### TEXT SHOWN
===============
When I moved to Japan, I started hanging out with women over 50 years old, which was not something I was used to back in Brazil. One after another, I created a random web of interaction with each one of them, motivated by an inner voice I have still been unable to understand. What could be going on between all these older women and me?

I met each of them in a different set of circumstances. Inside trains running in Tokyo, at karate practice, standing in airport check-ins and even inside a post office. But what struck me was the number of them: seven. One for every day of the week. My "Shichinin no Okasan" (Seven Moms).

When I was first here, trying (and failing) to change money in a post office, a lady in her early 60s helped me out. Before I could even say thank you she had seized me by the arm and dragged me to her house. Iwai, as she was called, wanted to present me to her daughter, who had been in Brazil once. Over time, the arranged marriage never worked out and I ended up being friendlier with her than with her daughter. She even gave me a bicycle, which was just one of many presents I would receive from my maternal army.

Shinoda was 72. She started chatting to me on a train platform and before long we were conversing daily on the 9:16 from Komaba Todaimae. She gave me a copy of John Dower’s "Embracing Defeat."
===============
### TASK PROMPT
Continue the personal essay above about the seven older Japanese women the writer calls "Seven Moms," picking up right after its final sentence.

### DATA
===============
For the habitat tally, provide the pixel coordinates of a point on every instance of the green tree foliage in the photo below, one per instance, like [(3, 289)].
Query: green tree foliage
===============
### EXERCISE RESPONSE
Then, during karate training, I made friends with an energetic woman in her mid-50s named Nogawa. A black belt student, she would help the sensei instructing newcomers in their long journey into the karate world. She suggested I was too thin and gave me a rice cooker.

The one who might seem most like a sugar-granny is Matsumoto, 78, who received a huge inheritance, and is the only one of her family left in Tokyo. I call her “Baba,” similar to “grandma” in English. She always gives me expensive things, such as bottles of Sauterne wine, Godiva chocolates and a Mitsukoshi suit worth more than $1,000. After spending money without restraint for 20 years, she is close to bankrupt now.

Tanaka, in her late 60s, lives in rural Iwate Prefecture. She was my host mom during a home-stay program in the summer of 2006. I can understand about 10% of what she says in her thick Tohoku dialect, but we laugh together all the time. Her husband turns red after his first sip of sake, and purple after the first glass. It is impossible not to note that she has a kind of nervous tick, moving her lips all the time. Lately she has been sick, but we still exchange emails. She gave me a shaving machine.

A mother of three kids who had already left home, Wada is a hyperactive woman with a very high voice who volunteers as a host mom for Vietnamese students. I spent Christmas at her house, with four 18-year-old students from Hanoi, and ended up rolling on her living room carpet with her playing the Nintendo Wii.

Finally, there is Takeda. Married to a dentist and in her late 60s, she organizes different activities connecting Japanese friends with foreign students. I went on a trip to an Izu onsen with 11 of her elderly friends and 11 young students. Her daughter works as a medium at a Shimokitazawa temple, and told me that I have already been to Japan twice in a past life.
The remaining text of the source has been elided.